DATA LISTING:
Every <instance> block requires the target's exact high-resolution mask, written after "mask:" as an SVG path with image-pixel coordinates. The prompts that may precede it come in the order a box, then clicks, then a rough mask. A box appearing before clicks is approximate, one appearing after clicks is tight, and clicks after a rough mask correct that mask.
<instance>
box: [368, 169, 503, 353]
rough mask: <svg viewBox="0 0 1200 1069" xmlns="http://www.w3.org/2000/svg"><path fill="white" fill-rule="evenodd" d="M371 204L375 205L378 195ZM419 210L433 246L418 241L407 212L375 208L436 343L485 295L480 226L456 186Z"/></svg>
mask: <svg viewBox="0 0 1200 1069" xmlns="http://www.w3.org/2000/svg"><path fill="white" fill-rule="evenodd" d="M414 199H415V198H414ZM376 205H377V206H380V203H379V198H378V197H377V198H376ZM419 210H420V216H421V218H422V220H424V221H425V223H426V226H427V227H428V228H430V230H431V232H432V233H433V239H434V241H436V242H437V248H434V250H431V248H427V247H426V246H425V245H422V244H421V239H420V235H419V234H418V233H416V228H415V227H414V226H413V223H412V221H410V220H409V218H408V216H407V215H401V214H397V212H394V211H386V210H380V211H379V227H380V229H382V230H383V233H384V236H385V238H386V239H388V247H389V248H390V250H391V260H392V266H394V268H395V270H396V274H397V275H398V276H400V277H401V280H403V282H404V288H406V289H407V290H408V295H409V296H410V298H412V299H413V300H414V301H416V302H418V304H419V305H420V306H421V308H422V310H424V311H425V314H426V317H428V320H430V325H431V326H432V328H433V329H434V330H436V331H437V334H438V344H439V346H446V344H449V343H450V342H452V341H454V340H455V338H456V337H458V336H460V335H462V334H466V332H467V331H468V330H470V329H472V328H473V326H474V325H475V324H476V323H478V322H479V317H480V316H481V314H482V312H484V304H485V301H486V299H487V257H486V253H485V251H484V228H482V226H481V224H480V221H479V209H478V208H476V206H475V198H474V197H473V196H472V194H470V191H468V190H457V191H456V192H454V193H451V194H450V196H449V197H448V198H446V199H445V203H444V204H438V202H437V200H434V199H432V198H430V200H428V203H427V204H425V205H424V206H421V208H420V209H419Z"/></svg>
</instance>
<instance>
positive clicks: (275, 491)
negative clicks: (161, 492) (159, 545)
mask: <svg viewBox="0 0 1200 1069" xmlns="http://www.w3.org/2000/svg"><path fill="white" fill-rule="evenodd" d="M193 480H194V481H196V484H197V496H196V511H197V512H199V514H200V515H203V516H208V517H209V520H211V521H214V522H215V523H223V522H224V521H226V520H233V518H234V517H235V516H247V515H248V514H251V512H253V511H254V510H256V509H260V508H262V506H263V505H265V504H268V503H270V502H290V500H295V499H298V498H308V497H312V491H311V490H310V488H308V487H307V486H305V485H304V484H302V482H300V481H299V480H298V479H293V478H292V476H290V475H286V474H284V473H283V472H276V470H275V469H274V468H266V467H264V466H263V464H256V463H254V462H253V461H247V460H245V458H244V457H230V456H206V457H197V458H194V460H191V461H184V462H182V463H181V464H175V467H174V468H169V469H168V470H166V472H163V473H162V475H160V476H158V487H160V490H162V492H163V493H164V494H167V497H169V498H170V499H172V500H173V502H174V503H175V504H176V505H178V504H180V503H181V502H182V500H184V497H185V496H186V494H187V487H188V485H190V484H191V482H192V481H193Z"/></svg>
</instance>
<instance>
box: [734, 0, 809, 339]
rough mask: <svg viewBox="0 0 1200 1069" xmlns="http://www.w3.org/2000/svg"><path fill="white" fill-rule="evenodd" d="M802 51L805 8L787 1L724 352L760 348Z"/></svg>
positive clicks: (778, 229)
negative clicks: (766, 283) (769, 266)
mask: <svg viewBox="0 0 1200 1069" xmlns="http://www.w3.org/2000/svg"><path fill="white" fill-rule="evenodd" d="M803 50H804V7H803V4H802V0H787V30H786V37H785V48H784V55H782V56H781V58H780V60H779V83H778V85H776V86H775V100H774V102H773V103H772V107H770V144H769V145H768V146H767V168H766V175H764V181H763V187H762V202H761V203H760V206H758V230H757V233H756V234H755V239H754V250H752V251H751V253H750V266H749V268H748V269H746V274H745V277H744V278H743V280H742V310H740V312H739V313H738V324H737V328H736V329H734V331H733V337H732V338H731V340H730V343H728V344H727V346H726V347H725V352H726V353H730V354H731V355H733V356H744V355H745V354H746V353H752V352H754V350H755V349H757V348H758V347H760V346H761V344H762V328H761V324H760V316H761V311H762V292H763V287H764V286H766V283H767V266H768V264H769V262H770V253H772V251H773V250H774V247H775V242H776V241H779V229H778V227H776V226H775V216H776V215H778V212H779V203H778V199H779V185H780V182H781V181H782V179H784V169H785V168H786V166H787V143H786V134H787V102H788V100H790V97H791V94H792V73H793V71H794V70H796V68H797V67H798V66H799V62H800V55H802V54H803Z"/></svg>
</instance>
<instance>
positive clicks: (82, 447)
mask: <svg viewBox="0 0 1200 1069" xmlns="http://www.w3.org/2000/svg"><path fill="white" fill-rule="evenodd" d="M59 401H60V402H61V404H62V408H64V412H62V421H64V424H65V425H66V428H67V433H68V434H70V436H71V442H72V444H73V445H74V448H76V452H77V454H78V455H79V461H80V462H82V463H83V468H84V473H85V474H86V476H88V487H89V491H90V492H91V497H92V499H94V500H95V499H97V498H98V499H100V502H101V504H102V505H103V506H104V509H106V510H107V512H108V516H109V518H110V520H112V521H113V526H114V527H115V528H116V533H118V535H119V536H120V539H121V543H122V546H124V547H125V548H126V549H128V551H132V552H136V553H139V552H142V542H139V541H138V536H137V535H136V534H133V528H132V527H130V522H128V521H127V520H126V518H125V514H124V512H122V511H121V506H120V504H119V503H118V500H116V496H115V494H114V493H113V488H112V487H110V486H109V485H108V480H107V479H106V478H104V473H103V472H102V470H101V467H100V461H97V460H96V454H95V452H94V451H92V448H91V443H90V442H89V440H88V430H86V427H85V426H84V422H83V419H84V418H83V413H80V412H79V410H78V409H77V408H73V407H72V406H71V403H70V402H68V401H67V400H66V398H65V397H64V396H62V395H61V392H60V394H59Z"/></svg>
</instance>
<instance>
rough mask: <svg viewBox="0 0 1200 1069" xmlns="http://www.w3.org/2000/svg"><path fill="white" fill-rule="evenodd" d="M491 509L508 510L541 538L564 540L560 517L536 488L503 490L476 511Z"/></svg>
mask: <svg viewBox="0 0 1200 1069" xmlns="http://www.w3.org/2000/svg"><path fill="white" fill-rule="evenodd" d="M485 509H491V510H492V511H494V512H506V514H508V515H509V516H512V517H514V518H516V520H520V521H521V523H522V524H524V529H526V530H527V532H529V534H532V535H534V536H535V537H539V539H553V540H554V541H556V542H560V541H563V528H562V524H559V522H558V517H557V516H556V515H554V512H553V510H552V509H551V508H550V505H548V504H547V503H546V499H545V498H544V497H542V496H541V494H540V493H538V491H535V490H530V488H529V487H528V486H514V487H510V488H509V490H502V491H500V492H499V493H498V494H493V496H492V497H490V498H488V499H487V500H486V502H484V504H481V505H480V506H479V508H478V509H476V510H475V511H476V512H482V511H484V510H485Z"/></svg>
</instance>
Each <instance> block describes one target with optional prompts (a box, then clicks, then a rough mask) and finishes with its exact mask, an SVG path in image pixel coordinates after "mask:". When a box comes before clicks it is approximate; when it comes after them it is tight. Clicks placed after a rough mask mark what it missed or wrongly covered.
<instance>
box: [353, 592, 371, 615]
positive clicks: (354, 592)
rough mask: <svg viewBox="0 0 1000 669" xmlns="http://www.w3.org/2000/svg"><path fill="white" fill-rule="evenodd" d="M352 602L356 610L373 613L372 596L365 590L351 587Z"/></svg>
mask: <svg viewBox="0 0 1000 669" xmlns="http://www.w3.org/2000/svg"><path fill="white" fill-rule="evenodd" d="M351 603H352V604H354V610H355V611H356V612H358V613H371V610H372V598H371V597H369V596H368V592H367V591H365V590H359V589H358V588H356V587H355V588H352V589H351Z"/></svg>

EXERCISE REQUIREMENTS:
Reproduce the records from their first line through the line containing "204L375 205L378 195ZM419", renaming "clicks" as "points" throughout and leaving all other text unchanged.

RESULT:
Every <instance> block requires the target's exact high-resolution mask, written after "mask:" as an SVG path with image-pixel coordinates. The prompts that may precede it come in the order a box, then points, then a rough mask. A box appearing before points is approximate, one appearing after points is tight, and points after a rough mask correct that mask.
<instance>
box: [368, 169, 503, 353]
rough mask: <svg viewBox="0 0 1200 1069" xmlns="http://www.w3.org/2000/svg"><path fill="white" fill-rule="evenodd" d="M371 204L375 205L378 195ZM419 210L433 246L418 241L407 212L375 208L436 343L485 295L480 226L456 186Z"/></svg>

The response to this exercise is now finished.